Can you rewrite all of the lines below, switching every "bounding boxes" to "box coordinates" and leaving everything else unchanged?

/---

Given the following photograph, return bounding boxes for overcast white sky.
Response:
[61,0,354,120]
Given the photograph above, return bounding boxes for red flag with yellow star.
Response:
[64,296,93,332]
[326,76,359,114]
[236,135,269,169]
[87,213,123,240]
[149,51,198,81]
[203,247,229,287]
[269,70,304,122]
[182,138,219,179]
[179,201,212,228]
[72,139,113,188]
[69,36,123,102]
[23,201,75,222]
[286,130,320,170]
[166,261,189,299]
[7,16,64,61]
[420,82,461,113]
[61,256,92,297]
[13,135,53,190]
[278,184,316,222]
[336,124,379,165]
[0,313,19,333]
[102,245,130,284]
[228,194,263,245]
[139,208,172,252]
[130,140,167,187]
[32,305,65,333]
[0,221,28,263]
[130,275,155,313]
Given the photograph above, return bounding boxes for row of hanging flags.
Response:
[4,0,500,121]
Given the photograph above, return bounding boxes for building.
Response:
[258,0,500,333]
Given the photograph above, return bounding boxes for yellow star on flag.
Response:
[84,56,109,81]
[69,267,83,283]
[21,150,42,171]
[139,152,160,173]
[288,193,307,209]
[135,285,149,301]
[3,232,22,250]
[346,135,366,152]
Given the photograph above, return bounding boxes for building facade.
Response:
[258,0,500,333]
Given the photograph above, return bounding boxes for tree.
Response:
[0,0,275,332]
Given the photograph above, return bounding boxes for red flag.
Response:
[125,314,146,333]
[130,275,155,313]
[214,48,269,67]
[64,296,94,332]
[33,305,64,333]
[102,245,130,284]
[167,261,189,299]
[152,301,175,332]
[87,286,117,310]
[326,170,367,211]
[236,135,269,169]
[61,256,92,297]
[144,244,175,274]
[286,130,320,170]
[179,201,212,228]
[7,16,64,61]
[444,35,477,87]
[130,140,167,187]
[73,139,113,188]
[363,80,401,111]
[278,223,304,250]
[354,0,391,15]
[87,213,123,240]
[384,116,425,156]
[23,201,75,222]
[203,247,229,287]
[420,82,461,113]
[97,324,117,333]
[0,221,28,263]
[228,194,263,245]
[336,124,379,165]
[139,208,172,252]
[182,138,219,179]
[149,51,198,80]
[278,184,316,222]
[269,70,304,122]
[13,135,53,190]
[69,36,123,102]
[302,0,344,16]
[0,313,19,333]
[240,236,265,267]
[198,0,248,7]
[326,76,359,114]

\---

** EXPECTED OUTPUT **
Given the following photograph, return box coordinates for overcast white sky.
Response:
[61,0,354,120]
Given the photograph above, return box coordinates for red flag with yellow star.
Response:
[64,296,93,332]
[326,76,359,114]
[236,135,269,169]
[87,213,123,240]
[149,51,198,81]
[203,247,229,287]
[269,70,304,122]
[182,138,219,179]
[179,201,212,228]
[72,139,113,188]
[69,36,123,102]
[23,201,75,222]
[286,130,320,170]
[166,261,189,299]
[7,16,64,61]
[420,82,461,113]
[61,256,92,297]
[13,135,53,190]
[278,184,316,222]
[336,124,379,165]
[0,313,19,333]
[102,245,130,284]
[228,194,263,245]
[139,208,172,252]
[130,140,167,187]
[32,305,65,333]
[0,221,28,263]
[130,275,155,313]
Given the photograph above, return box coordinates for row of hanging flags.
Response:
[4,0,500,121]
Given the photograph above, return box coordinates for building.
Response:
[258,0,500,333]
Given the photograph above, return box coordinates for yellow star on flag.
Response:
[84,56,109,81]
[69,267,83,283]
[21,150,42,171]
[139,152,160,173]
[288,193,307,209]
[135,285,149,301]
[3,232,22,250]
[346,135,366,152]
Given the photograph above, return box coordinates for building facade.
Response:
[258,0,500,333]
Given the photograph above, return box coordinates for tree.
Response:
[0,0,275,332]
Given the photograph above, return box coordinates for red flag.
Response:
[125,314,146,333]
[130,275,155,313]
[214,48,269,67]
[64,296,94,332]
[33,305,64,333]
[102,245,130,284]
[167,261,189,299]
[152,301,175,332]
[87,286,117,310]
[326,170,367,211]
[236,135,269,169]
[61,256,92,297]
[144,244,175,274]
[286,130,320,170]
[179,201,212,228]
[7,16,64,61]
[444,35,477,87]
[130,140,167,187]
[73,139,113,188]
[363,80,401,111]
[278,223,304,250]
[354,0,391,15]
[87,213,123,240]
[384,116,425,156]
[23,201,75,222]
[203,247,229,287]
[420,82,461,113]
[97,324,117,333]
[0,221,28,263]
[228,194,263,245]
[336,124,379,165]
[139,208,172,252]
[182,138,219,179]
[149,51,198,80]
[278,184,316,222]
[269,70,304,122]
[13,135,53,190]
[69,36,123,102]
[302,0,344,16]
[0,313,19,333]
[240,236,265,267]
[198,0,248,7]
[326,76,359,114]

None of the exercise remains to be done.